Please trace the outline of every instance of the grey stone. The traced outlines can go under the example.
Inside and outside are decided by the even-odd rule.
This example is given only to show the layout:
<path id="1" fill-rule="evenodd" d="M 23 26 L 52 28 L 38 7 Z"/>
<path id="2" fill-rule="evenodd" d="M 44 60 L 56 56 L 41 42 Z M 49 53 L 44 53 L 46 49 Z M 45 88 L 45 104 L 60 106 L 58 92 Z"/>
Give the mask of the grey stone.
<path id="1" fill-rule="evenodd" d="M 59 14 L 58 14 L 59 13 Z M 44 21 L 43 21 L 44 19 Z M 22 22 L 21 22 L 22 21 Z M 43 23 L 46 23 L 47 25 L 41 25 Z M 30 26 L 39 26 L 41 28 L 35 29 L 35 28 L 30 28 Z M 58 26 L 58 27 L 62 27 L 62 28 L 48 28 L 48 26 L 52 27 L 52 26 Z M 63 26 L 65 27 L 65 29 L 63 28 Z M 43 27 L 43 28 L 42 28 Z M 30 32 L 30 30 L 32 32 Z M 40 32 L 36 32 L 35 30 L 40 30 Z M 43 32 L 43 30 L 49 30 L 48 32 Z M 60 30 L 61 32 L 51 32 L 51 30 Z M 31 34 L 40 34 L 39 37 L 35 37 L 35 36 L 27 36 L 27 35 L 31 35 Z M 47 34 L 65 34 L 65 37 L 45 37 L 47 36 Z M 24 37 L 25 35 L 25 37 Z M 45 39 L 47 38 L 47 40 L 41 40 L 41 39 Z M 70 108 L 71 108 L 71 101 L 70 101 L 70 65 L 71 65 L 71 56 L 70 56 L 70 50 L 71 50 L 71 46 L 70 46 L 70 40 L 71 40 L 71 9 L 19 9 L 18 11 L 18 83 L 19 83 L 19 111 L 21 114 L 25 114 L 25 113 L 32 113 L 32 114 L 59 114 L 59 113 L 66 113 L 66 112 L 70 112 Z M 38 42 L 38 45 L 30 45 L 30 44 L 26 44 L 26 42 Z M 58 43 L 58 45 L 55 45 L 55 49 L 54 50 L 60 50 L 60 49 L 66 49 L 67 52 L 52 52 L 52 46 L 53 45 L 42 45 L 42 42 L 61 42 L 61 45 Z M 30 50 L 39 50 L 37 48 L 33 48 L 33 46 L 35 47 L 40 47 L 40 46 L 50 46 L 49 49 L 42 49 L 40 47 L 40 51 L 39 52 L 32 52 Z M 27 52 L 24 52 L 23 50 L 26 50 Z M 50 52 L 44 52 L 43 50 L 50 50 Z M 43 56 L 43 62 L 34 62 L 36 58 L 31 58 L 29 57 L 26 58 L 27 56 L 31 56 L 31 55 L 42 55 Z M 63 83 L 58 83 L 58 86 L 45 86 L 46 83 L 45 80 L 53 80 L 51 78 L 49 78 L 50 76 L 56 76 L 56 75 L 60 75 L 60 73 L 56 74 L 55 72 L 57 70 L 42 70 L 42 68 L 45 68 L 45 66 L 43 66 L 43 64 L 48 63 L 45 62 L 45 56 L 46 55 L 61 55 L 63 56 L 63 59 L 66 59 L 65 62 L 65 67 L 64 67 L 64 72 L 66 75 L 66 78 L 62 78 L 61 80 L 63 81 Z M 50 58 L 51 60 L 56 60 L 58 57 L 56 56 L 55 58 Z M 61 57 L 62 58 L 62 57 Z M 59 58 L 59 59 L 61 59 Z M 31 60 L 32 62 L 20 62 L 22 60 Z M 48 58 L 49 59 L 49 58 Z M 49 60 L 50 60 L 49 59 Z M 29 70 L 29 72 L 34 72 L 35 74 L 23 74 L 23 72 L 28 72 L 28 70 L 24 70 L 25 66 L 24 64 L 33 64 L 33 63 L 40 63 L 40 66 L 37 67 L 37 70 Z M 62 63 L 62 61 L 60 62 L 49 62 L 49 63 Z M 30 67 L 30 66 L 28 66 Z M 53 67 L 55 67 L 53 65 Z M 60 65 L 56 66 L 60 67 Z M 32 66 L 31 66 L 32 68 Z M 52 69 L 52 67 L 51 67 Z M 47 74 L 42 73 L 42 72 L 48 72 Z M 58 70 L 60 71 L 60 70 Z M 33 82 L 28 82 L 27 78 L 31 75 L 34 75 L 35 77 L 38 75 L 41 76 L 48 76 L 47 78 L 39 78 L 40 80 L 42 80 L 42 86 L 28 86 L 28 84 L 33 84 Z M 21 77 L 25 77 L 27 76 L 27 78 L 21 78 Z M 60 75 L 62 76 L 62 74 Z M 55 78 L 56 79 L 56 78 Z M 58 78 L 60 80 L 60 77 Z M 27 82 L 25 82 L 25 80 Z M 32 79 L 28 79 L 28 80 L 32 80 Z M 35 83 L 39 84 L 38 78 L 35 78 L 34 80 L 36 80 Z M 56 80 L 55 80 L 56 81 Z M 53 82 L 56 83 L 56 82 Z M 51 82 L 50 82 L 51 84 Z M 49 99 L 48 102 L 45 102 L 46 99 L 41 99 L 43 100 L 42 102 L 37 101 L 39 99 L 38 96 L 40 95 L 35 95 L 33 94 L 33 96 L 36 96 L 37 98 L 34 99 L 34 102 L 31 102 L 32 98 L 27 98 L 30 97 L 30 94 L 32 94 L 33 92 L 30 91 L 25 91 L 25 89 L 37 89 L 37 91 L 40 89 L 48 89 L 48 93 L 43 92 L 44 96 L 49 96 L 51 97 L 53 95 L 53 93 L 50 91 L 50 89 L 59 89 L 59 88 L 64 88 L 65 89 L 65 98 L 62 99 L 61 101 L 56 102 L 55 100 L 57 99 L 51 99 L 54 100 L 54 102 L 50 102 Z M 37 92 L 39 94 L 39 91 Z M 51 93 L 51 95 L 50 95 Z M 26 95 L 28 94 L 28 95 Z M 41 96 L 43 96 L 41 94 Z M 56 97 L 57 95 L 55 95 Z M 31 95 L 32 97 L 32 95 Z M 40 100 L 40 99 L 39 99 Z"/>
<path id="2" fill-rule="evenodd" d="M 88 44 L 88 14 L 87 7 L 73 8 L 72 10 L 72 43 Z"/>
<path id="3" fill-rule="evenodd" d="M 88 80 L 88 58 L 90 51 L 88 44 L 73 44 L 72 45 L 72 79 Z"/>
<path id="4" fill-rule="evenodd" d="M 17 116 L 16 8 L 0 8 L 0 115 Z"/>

Stated task - Recast all of the material above as a JSON list of strings, one string per line, and leave out any blank lines.

The solution -
[
  "Please trace the outline of every instance of the grey stone. The traced outlines can go under the example.",
  "Inside and outside are decided by the even-odd rule.",
  "This example is given only to show the layout:",
  "<path id=\"1\" fill-rule=\"evenodd\" d=\"M 23 26 L 52 28 L 38 7 Z\"/>",
  "<path id=\"2\" fill-rule=\"evenodd\" d=\"M 44 60 L 56 56 L 41 42 Z M 49 53 L 44 53 L 46 49 Z M 45 88 L 45 104 L 60 106 L 58 92 Z\"/>",
  "Give the mask of the grey stone.",
  "<path id=\"1\" fill-rule=\"evenodd\" d=\"M 59 14 L 58 14 L 59 13 Z M 44 21 L 43 21 L 44 19 Z M 22 22 L 21 22 L 22 21 Z M 43 23 L 46 23 L 47 25 L 41 25 Z M 30 26 L 39 26 L 41 28 L 35 29 L 35 28 L 30 28 Z M 58 26 L 58 27 L 62 27 L 62 28 L 48 28 L 48 26 L 52 27 L 52 26 Z M 63 26 L 65 27 L 65 29 L 63 28 Z M 43 27 L 43 28 L 42 28 Z M 30 32 L 30 30 L 32 32 Z M 40 32 L 36 32 L 35 30 L 40 30 Z M 43 32 L 43 30 L 49 30 L 48 32 Z M 60 30 L 61 32 L 51 32 L 51 30 Z M 31 34 L 40 34 L 39 37 L 35 37 L 35 36 L 27 36 L 27 35 L 31 35 Z M 47 34 L 65 34 L 65 37 L 45 37 L 47 36 Z M 24 37 L 25 35 L 25 37 Z M 45 39 L 47 38 L 47 40 L 41 40 L 41 39 Z M 70 108 L 71 108 L 71 101 L 70 101 L 70 65 L 71 65 L 71 56 L 70 56 L 70 50 L 71 50 L 71 46 L 70 46 L 70 40 L 71 40 L 71 9 L 19 9 L 18 11 L 18 83 L 19 83 L 19 111 L 21 114 L 25 114 L 25 113 L 32 113 L 32 114 L 59 114 L 59 113 L 66 113 L 66 112 L 70 112 Z M 38 42 L 38 45 L 30 45 L 30 44 L 26 44 L 26 42 Z M 58 43 L 58 45 L 55 45 L 55 49 L 54 50 L 60 50 L 60 49 L 66 49 L 67 52 L 52 52 L 52 46 L 53 45 L 42 45 L 42 42 L 61 42 L 61 45 Z M 30 50 L 39 50 L 37 48 L 33 48 L 33 46 L 35 47 L 40 47 L 40 46 L 50 46 L 49 49 L 42 49 L 40 47 L 40 51 L 39 52 L 32 52 Z M 27 52 L 24 52 L 23 50 L 26 50 Z M 50 52 L 44 52 L 43 50 L 50 50 Z M 43 56 L 43 62 L 34 62 L 36 58 L 31 58 L 29 57 L 26 58 L 27 56 L 31 56 L 31 55 L 42 55 Z M 63 83 L 58 83 L 58 86 L 45 86 L 46 83 L 45 80 L 53 80 L 51 78 L 49 78 L 50 76 L 56 76 L 56 75 L 60 75 L 60 73 L 56 74 L 55 72 L 57 70 L 42 70 L 42 68 L 45 68 L 45 66 L 43 66 L 43 64 L 48 63 L 45 62 L 45 56 L 46 55 L 61 55 L 63 56 L 63 59 L 66 59 L 65 62 L 65 67 L 64 67 L 64 72 L 66 75 L 66 78 L 62 78 L 61 80 L 63 81 Z M 50 58 L 51 60 L 56 60 L 58 57 L 56 56 L 55 58 Z M 61 57 L 62 58 L 62 57 Z M 59 58 L 59 59 L 61 59 Z M 31 60 L 32 62 L 20 62 L 22 60 Z M 48 58 L 49 59 L 49 58 Z M 49 60 L 50 60 L 49 59 Z M 29 70 L 29 72 L 34 72 L 35 74 L 23 74 L 23 72 L 28 72 L 28 70 L 24 70 L 25 66 L 24 64 L 33 64 L 33 63 L 40 63 L 40 66 L 37 67 L 37 70 Z M 62 63 L 62 61 L 60 62 L 49 62 L 49 63 Z M 30 67 L 30 66 L 28 66 Z M 53 67 L 55 67 L 53 65 Z M 60 65 L 56 66 L 60 67 Z M 32 66 L 31 66 L 32 68 Z M 52 69 L 52 67 L 51 67 Z M 47 74 L 42 73 L 42 72 L 48 72 Z M 58 70 L 60 71 L 60 70 Z M 33 82 L 28 82 L 27 78 L 31 75 L 34 75 L 35 77 L 38 75 L 41 76 L 48 76 L 47 78 L 39 78 L 40 80 L 42 80 L 42 86 L 28 86 L 28 84 L 33 84 Z M 21 77 L 25 77 L 27 76 L 27 78 L 21 78 Z M 60 75 L 62 76 L 62 74 Z M 55 78 L 56 79 L 56 78 Z M 58 78 L 60 80 L 60 77 Z M 27 82 L 25 82 L 25 80 Z M 32 79 L 28 79 L 28 80 L 32 80 Z M 35 83 L 39 84 L 38 78 L 35 78 L 34 80 L 36 80 Z M 56 80 L 55 80 L 56 81 Z M 53 82 L 56 83 L 56 82 Z M 51 82 L 50 82 L 51 84 Z M 49 99 L 48 102 L 45 102 L 46 99 L 41 99 L 43 100 L 42 102 L 37 101 L 39 99 L 38 96 L 40 95 L 35 95 L 33 94 L 33 96 L 36 96 L 37 98 L 34 99 L 34 102 L 31 102 L 32 98 L 27 98 L 30 97 L 30 94 L 32 94 L 33 92 L 30 91 L 25 91 L 25 89 L 37 89 L 37 91 L 40 89 L 48 89 L 48 93 L 43 92 L 44 96 L 49 96 L 51 97 L 53 95 L 53 93 L 50 91 L 50 89 L 59 89 L 59 88 L 64 88 L 65 89 L 65 98 L 62 99 L 61 101 L 56 102 L 55 100 L 57 99 L 51 99 L 54 100 L 54 102 L 50 102 Z M 37 92 L 39 94 L 39 91 Z M 51 93 L 51 95 L 50 95 Z M 26 95 L 28 94 L 28 95 Z M 41 96 L 43 96 L 41 94 Z M 56 97 L 57 95 L 55 95 Z M 31 95 L 32 97 L 32 95 Z M 40 100 L 40 99 L 39 99 Z\"/>",
  "<path id=\"2\" fill-rule=\"evenodd\" d=\"M 88 44 L 88 14 L 87 7 L 73 8 L 72 10 L 72 43 Z\"/>",
  "<path id=\"3\" fill-rule=\"evenodd\" d=\"M 88 80 L 88 58 L 90 51 L 88 44 L 73 44 L 72 45 L 72 79 Z\"/>",
  "<path id=\"4\" fill-rule=\"evenodd\" d=\"M 17 116 L 16 8 L 0 8 L 0 115 Z\"/>"
]